## Do this
Repeat the records exactly. Every line must match.

## Data
>>

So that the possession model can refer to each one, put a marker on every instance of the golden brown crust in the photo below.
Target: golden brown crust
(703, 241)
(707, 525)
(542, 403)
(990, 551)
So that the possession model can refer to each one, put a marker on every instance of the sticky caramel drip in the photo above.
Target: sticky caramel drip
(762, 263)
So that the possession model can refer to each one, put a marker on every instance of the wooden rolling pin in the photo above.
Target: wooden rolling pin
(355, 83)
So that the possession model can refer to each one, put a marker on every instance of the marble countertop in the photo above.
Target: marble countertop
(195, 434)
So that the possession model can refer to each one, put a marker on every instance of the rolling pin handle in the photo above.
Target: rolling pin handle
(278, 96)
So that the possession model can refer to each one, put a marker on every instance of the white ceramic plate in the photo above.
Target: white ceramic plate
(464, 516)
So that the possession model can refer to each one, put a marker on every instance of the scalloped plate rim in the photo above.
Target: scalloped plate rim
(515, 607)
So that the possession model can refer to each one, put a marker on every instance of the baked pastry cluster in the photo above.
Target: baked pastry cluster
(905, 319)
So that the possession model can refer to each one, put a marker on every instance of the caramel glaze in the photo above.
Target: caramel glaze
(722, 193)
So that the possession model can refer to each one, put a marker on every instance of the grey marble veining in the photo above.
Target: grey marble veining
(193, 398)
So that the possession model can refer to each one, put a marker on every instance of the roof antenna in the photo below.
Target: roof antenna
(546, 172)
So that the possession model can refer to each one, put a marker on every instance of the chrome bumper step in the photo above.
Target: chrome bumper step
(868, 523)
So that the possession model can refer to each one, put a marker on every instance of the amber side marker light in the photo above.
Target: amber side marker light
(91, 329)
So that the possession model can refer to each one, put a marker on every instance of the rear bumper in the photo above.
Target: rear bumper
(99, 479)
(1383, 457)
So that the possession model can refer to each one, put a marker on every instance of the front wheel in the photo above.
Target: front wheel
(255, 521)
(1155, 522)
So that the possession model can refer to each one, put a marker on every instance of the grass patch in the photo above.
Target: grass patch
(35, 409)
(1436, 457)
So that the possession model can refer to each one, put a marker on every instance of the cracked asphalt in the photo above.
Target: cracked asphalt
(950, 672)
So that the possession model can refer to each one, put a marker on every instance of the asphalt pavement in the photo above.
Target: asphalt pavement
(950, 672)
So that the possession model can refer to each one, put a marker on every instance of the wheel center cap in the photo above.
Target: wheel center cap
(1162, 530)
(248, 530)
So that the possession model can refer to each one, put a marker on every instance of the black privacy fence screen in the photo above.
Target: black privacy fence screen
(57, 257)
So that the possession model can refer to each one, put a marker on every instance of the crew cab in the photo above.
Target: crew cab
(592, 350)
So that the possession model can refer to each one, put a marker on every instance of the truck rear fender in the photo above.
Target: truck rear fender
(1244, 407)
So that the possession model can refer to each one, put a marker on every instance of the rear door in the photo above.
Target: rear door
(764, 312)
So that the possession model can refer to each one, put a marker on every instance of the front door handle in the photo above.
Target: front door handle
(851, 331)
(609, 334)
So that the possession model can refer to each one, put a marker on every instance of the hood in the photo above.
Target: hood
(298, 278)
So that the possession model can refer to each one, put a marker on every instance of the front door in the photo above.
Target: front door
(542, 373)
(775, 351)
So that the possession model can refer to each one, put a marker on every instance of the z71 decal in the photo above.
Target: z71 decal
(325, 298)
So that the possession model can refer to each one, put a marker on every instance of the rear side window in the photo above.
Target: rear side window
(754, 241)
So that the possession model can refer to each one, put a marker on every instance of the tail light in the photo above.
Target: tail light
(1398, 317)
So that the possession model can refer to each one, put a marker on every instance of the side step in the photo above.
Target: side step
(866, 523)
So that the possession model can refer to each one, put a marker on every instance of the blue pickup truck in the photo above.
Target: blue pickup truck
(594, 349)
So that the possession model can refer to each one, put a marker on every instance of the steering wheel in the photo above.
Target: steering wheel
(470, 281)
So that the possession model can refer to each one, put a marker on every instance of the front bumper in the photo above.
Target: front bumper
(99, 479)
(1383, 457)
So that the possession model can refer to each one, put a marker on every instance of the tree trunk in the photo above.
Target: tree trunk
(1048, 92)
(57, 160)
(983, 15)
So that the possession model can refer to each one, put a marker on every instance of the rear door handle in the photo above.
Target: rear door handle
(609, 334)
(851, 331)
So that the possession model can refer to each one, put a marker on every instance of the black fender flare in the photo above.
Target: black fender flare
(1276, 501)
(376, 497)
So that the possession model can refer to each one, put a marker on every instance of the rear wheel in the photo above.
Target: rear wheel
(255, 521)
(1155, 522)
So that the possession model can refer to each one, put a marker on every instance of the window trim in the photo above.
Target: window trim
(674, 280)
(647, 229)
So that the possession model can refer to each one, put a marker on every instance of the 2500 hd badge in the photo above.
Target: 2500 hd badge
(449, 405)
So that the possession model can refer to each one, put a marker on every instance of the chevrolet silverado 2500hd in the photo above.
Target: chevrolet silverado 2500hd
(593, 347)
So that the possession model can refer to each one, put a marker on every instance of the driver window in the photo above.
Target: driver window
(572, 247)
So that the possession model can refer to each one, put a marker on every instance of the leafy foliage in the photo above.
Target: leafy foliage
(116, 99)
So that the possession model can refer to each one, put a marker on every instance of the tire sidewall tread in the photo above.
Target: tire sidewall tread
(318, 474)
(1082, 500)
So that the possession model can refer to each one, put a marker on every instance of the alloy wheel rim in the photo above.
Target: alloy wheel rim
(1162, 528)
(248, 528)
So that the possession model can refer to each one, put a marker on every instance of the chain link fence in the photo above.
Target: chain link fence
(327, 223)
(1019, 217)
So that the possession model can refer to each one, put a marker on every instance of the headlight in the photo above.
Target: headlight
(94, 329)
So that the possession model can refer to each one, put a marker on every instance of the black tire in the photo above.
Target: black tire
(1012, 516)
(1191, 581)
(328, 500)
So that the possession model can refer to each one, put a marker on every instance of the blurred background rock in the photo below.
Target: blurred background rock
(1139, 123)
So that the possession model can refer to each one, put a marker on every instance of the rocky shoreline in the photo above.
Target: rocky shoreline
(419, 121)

<<

## Exercise output
So that the possession model can refer to each one, put a marker on every instance of the golden brown crust in the photo below.
Target: golden brown crust
(703, 241)
(707, 525)
(542, 403)
(990, 551)
So that the possession model can refer to each one, put a marker on every instance of the sticky caramel drip in the photo above.
Target: sticky caramel drip
(762, 263)
So that the possession model can refer to each one, put a marker on every instance of the wooden rolling pin in the photo above.
Target: wooden rolling pin
(355, 83)
So that the possession model can refer to each one, put a marker on every instance of the marble countertop in the photo above.
Target: marble countertop
(195, 434)
So that the possession model can refer to each one, put a marker on every instance of the rolling pin handle in the photo above.
Target: rolling pin handle
(278, 96)
So that the possession model can refer to each one, put a marker on every instance of the white ceramic plate in the photo above.
Target: white ceramic plate
(464, 516)
So that the possession model can refer to each one, put a marker on every instance of the scalloped plate rim in the photo above.
Target: scalloped plate rim
(515, 607)
So that the possession model can refer to each one, put a marker on every instance of the baked pastry cluster in the photo above.
Target: baked pastry cluster
(905, 319)
So that the possession model can refer to each one, put a marker on every instance of the caramel glaze in the photo above.
Target: caramel glaze
(722, 193)
So that the possession model can refer to each one, put a marker on every instance of the grey marble veining in the photo above.
Target: grey marble veining
(193, 398)
So that the possession model can refer to each one, put a marker on every instance of the roof antenna in the photo below.
Target: roof antenna
(546, 172)
So that the possession model can refer to each one, put a marker on every instance of the chrome bumper step in the photo above.
Target: chrome bumper step
(868, 523)
So that the possession model can refer to each one, put a marker on every instance of the amber side marker light in the photo above.
Target: amber side marker light
(91, 329)
So that the possession model can refer to each one, put a marker on every instance of the rear bumper in the photo above.
Target: rear bumper
(99, 479)
(1383, 457)
So that the possession model can refer to each one, put a marker on every instance of the front wheel in the photo above.
Target: front wheel
(255, 521)
(1155, 522)
So that the possession model can refer to each one, put a marker on every instance of the grass patch in the photo above.
Target: grass patch
(35, 409)
(1436, 457)
So that the possession model can refer to each one, put a marker on every instance of the cracked asphalt in the photo above.
Target: cracked asphalt
(950, 672)
So that the possession model can refer to each one, put a marker on every instance of the asphalt pavement in the photo above.
Target: asphalt pavement
(950, 672)
So that the possession model can refer to each one, put a marker on every instance of the wheel center cap in the photo above.
Target: wheel center cap
(1162, 530)
(248, 530)
So that the possession model can refer to each one, put a marker on every instance of the black privacy fence screen in the photo above.
Target: black privacy fence screen
(57, 257)
So that the possession model can refer to each one, put a marker on every instance of the crew cab in the photo above.
Target: crew cab
(592, 350)
So that the possession model can refer to each one, put a marker on every instance of the truck rear fender in the photo above.
Target: truck rear fender
(1244, 407)
So that the possession model can refer to each one, put a marker on every instance of the rear door in the photo above.
Target: rear door
(764, 312)
So that the possession model can refer to each one, put a marker on every instance of the front door handle in the photo above.
Target: front door handle
(851, 331)
(609, 334)
So that the possession model can refer to each one, put a marker on every instance of the hood in the photo above.
Target: hood
(298, 278)
So that the possession model can refer to each one, put a marker on every instance of the front door in the photo above.
Target: front door
(542, 373)
(775, 351)
So that the possession model can refer to each one, put a marker on every instance of the z71 decal in the photo above.
Target: z71 decal
(325, 298)
So that the possession model can refer to each one, put a marker on every instance of the rear side window in the photo above.
Target: rear side window
(754, 241)
So that the possession model can refer to each one, put a marker on every instance of the tail light in the photo above.
Target: tail light
(1398, 317)
So that the possession model can refer to each one, put a marker on every instance of the side step in the photo above.
Target: side step
(866, 523)
So that the possession model can refer to each one, put a marker on every instance of the blue pickup truck in the photo above.
Target: blue pickup truck
(594, 349)
So that the possession model can refer to each one, put a marker on every instance of the steering wheel in the photo above.
Target: steering wheel
(470, 281)
So that the possession model can refer to each one, put a marker on every instance of the front bumper in the photo above.
Target: front bumper
(99, 479)
(1383, 457)
So that the possession model can refer to each one, put a marker on every instance of the tree trunk in the photo above.
Target: tree trunk
(1048, 92)
(57, 160)
(983, 15)
So that the possession model can refer to each one, put a marker on every instance of the rear door handle in the photo above.
Target: rear door handle
(609, 334)
(851, 331)
So that the possession model can refer to each one, put a marker on every instance of the black fender flare in the photo above.
Target: black fender flare
(1276, 501)
(376, 497)
So that the possession model can refer to each one, put a marker on every instance of the rear wheel in the photo above.
Target: rear wheel
(255, 521)
(1155, 522)
So that the possession model can refer to each one, put a marker on every instance of the window trim in the photo above.
Target: window trim
(674, 280)
(647, 229)
So that the possession model can refer to each one, put a marker on every instance of the 2500 hd badge in the photo above.
Target: 2500 hd badge
(449, 405)
So that the possession model can refer to each one, put a marker on every instance of the chevrolet silverado 2500hd in the photo above.
Target: chevrolet silverado 2500hd
(593, 347)
So that the possession model can refer to each one, put a marker on every instance of the driver window in the photo above.
Target: driver window
(572, 247)
So that the possession model can refer to each one, put a marker on every instance of the leafy foliage in the photo above.
Target: leafy foliage
(116, 99)
So that the possession model can refer to each one, put a marker on every instance of the tire sidewall tread in the photo above.
Target: tire sidewall tread
(318, 474)
(1082, 500)
So that the possession model can refer to each one, put a marker on every instance of the alloy wheel rim in the photo above.
Target: alloy wheel rim
(1162, 528)
(248, 528)
So that the possession model can refer to each one, put a marker on every instance of the chain link fence in the photo above.
Target: chain link fence
(327, 223)
(1019, 217)
So that the possession model can refer to each one, put a marker on every instance of the headlight in the photo above.
Target: headlight
(94, 329)
So that the possession model can refer to each one, put a marker on every instance of the black tire in the photo above.
Target: black tire
(1012, 516)
(1191, 581)
(328, 500)
So that the possession model can refer to each one, put a marker on every instance of the blurred background rock in the photo below.
Target: blurred background rock
(1139, 123)
So that the possession model can refer to each one, put a marker on every instance of the rocky shoreline in the photo above.
Target: rocky shoreline
(419, 121)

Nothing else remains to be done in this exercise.